--- Trecho ---

Influência do Grupo:
As opiniões do grupo ao qual uma pessoa pertence podem exercer uma pressão tão
forte que se transforma em barreira intransponível para que a pessoa enxergue
as inconsistências e fragilidades de suas crenças. O medo de ser excluído ou
rejeitado pelo grupo pode levar alguém a ignorar quaisquer evidências contrárias
simplesmente para favorecer o seu grupo, mesmo consciente de que as crenças
defendidas por ele não se sustentam. E não é para menos: é comum que se sintam
amedrontadas pela ideia da rejeição, ou até perseguidas depois de uma decisão
que ameace a unidade do grupo, e isso vale tanto para a política, para o meio
religioso, ou qualquer outro grupo que se reúna em torno de uma crença,
conceito ou premissa do qual dependa sua manutenção, o que não exclui nem os
grupos familiares.
Dificuldade de
Mudança: Mudar crenças profundamente enraizadas requer esforço cognitivo e
emocional. Algumas pessoas podem achar difícil reconhecer que estiveram
equivocadas, ou que as crenças defendidas por seu grupo se mostraram
inconsistentes, o que pode dificultar a aceitação de novos argumentos que se
lhes apresentem revelando a verdade dos fatos.
Emoções e Percepções:
As emoções e percepções pessoais muitas vezes desempenham um papel mais
influente em nossas decisões do que a lógica pura. Mesmo que um argumento seja
logicamente válido, se ele não ressoar emocionalmente é mais provável que seja
rejeitado, e isso não significa, necessariamente, que seja uma questão de
caráter ou de má-índole, mas tão somente de insegurança e apego àquilo que
deixa as pessoas mais seguras. Conhecer a verdade dos fatos e negá-los não é
tão simples quanto “decidir pelo lado certo”, para uma esmagadora maioria de
pessoas, e isso se justificaria porque, diante de evidências incontestáveis,
elas seguem apegadas às antigas crenças, ao seu grupo de origem, ou aos seus líderes,
por piores e indefensáveis que se mostrem os mal-feitos deles.

--- Dados fornecidos ---

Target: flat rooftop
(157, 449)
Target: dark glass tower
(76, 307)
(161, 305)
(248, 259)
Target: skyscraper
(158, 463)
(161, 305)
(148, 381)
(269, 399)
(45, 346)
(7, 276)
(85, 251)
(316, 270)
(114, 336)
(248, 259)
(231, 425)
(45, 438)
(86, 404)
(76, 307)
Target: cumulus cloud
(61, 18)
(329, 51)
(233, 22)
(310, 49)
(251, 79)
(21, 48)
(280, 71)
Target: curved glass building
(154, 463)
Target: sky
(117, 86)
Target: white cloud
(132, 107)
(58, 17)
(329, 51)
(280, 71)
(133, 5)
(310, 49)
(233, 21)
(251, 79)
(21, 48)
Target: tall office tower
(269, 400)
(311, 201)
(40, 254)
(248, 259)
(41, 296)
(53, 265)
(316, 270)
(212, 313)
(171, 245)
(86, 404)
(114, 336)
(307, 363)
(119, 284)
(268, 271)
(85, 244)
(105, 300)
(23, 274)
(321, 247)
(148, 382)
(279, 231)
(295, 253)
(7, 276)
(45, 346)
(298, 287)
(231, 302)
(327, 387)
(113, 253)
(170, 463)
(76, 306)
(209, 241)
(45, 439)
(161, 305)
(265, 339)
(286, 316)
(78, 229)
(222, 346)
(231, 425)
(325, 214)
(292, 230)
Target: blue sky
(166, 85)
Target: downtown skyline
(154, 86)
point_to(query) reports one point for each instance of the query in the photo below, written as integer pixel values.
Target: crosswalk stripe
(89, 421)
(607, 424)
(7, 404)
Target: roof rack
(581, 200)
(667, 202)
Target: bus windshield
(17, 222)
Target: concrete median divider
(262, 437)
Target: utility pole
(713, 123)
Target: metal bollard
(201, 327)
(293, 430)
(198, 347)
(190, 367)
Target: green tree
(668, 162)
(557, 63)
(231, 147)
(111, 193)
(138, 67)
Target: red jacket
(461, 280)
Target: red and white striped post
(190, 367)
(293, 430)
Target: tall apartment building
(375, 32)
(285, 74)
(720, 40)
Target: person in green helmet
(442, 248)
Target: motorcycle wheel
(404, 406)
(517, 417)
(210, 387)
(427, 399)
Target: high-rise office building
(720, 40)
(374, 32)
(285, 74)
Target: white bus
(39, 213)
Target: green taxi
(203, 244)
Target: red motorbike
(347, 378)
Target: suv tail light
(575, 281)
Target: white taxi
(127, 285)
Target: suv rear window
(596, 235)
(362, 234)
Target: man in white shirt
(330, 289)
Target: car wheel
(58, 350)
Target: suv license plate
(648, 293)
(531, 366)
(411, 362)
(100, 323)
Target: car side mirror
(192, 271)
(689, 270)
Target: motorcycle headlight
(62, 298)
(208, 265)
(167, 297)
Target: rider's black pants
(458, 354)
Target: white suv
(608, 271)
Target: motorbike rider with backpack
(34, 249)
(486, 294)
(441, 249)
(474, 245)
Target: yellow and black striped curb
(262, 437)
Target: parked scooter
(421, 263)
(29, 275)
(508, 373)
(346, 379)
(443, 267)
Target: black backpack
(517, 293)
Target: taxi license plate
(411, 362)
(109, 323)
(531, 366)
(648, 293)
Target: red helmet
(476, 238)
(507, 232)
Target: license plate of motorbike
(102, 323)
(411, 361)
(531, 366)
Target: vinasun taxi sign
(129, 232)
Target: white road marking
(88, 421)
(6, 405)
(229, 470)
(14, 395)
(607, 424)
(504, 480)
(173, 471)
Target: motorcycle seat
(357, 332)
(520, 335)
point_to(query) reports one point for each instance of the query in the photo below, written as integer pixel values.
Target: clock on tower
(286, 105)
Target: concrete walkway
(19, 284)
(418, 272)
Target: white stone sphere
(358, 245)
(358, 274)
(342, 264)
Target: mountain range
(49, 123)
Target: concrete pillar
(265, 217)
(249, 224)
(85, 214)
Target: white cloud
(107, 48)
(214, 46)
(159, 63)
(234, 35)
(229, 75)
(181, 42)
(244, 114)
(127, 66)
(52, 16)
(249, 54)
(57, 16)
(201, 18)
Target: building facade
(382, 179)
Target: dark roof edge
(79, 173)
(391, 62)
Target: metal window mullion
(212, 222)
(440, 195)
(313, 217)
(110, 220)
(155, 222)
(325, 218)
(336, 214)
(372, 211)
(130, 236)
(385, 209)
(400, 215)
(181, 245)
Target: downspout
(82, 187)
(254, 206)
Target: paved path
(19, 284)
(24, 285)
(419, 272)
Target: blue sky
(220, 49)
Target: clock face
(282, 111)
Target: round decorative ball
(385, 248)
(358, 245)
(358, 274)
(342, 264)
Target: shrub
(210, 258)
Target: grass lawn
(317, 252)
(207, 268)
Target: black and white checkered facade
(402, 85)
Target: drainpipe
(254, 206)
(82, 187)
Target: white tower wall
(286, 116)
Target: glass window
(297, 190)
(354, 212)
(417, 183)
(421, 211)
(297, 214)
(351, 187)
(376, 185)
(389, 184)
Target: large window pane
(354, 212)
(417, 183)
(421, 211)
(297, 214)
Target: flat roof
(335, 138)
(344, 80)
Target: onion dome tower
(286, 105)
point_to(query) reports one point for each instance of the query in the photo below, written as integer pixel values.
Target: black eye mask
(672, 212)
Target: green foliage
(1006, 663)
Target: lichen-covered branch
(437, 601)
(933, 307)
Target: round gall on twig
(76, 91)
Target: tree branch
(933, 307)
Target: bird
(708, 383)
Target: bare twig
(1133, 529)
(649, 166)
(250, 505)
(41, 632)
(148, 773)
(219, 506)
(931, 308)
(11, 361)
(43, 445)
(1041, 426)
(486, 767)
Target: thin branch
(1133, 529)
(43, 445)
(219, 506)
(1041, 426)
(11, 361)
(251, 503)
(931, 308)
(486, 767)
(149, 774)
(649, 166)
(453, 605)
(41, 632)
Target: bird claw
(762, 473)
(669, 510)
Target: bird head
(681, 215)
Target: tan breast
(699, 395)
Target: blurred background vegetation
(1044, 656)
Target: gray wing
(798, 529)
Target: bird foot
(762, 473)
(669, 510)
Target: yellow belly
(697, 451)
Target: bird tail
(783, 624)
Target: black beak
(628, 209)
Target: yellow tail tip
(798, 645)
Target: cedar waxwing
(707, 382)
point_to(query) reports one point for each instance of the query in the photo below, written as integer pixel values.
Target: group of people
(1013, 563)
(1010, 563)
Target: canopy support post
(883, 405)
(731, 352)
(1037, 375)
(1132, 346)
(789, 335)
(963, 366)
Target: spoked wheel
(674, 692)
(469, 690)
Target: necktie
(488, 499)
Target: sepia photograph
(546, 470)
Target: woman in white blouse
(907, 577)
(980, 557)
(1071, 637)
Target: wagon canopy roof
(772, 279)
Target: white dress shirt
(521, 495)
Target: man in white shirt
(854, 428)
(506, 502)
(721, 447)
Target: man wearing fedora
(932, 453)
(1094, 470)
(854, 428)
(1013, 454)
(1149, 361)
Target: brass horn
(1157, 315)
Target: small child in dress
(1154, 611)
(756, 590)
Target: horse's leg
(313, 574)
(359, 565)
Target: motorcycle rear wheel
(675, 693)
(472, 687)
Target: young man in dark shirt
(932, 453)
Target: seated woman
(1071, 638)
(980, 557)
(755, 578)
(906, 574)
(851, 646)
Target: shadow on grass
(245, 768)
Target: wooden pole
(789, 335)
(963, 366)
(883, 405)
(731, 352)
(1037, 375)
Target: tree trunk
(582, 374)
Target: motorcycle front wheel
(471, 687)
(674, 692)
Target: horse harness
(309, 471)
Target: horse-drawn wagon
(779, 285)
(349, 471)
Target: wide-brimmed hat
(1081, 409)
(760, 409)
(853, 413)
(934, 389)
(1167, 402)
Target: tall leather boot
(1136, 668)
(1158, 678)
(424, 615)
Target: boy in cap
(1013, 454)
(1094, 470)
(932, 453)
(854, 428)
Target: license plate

---

*Objetivo*
Liste todos os títulos de seção presentes no trecho sobre a resistência a mudar de crença.

*Resposta*
- Influência do Grupo
- Dificuldade de Mudança
- Emoções e Percepções